Tasks to complete:
A - What did the writer of "In the Army Now" do in the years after being a West Point cadet? List each one.
B - According to "In the Army Now," who announced that women will be formally allowed into combat roles?
C - In "In the Army Now," why did the West Point instructor say she would not want a daughter of hers to attend the Academy or join the Army? Answer in one to three sentences.

Passage to read:
National Security

In the Army Now

A veteran on why her daughter should sign up.

An instructor at West Point once told me that if she had a daughter, she would not want her to attend the Academy or join the Army. "I want my daughter to be part of organizations in which all jobs are open to her, provided she meets the qualifications," she said.

At the time, I did not fully appreciate why my instructor was saying this. I was just a 20-year-old cadet trying to make it through West Point, after all. In the ensuing years, however, I served in the Army, twice deployed to Iraq, transitioned to a civilian career, and became a mother to a baby girl. And, although the combat exclusion rule would not have precluded me from encouraging my own daughter to serve her country in uniform, I do believe that ending it will make the U.S. military a stronger institution.

Since Secretary of Defense Leon Panetta's announcement last week that women will be formally allowed into combat roles, many commentators have noted that female soldiers have already seen plenty of combat in places like Iraq and Afghanistan. What many don't fully appreciate is how well integrated many aspects of the military already are. In those parts of our armed forces, women and men work side by side in an environment that focuses on getting the job done, not who is doing it. That approach has been self-reinforcing and, I think, made the secretary's decision easier.

Excerpted records:
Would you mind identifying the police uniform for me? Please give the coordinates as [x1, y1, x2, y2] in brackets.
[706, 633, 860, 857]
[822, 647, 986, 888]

--

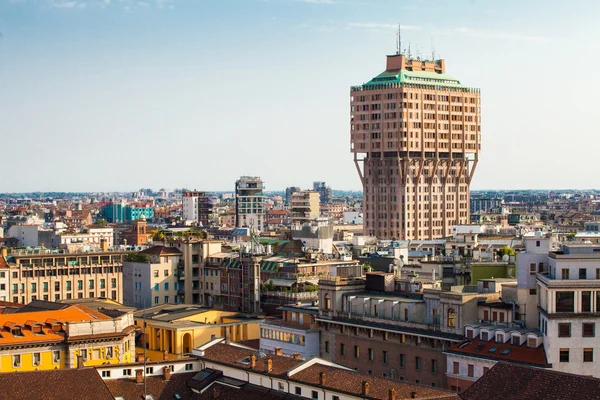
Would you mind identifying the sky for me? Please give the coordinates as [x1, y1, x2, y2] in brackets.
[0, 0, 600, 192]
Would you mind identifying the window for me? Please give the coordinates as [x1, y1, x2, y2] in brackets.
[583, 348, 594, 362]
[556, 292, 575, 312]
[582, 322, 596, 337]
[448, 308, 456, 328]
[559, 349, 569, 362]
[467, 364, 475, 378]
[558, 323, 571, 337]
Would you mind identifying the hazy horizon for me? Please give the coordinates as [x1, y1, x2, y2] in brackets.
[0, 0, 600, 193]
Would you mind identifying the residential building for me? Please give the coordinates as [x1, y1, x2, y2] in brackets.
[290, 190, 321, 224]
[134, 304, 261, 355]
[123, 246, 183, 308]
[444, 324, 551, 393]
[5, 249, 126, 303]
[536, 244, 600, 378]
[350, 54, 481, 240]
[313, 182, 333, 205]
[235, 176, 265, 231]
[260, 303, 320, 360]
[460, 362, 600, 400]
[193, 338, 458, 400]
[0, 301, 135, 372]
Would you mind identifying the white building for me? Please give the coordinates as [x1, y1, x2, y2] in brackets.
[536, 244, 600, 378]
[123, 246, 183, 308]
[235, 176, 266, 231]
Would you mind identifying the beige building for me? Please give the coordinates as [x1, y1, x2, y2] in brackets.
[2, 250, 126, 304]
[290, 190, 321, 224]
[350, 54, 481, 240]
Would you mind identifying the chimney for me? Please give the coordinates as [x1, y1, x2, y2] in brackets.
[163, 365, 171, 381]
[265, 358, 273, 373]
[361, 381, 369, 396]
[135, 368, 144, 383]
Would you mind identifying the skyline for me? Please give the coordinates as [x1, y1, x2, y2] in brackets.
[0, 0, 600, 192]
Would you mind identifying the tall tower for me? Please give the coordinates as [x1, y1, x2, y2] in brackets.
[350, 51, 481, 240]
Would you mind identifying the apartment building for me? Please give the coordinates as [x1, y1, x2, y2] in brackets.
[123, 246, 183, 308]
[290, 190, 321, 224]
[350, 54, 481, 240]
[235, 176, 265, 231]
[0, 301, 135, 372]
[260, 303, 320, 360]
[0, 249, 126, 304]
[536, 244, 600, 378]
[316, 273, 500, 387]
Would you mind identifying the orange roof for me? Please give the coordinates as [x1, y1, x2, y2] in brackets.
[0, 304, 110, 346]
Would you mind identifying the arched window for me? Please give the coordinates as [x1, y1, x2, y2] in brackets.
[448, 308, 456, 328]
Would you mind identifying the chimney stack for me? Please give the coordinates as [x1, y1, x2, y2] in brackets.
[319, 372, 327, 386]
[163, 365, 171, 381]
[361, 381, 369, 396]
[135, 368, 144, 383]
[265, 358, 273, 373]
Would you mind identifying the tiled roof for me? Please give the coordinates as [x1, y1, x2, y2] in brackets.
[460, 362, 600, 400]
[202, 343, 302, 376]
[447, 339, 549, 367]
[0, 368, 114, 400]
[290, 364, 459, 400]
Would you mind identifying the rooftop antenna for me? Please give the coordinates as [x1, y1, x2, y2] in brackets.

Answers for the exercise:
A -
- Served in the Army
- Deployed to Iraq twice
- Transitioned to a civilian career
- Became a mother to a baby girl

B - Secretary of Defense Leon Panetta.

C - She wanted her daughter to belong to organizations in which every job is open to her, as long as she meets the qualifications. The Army did not offer that at the time.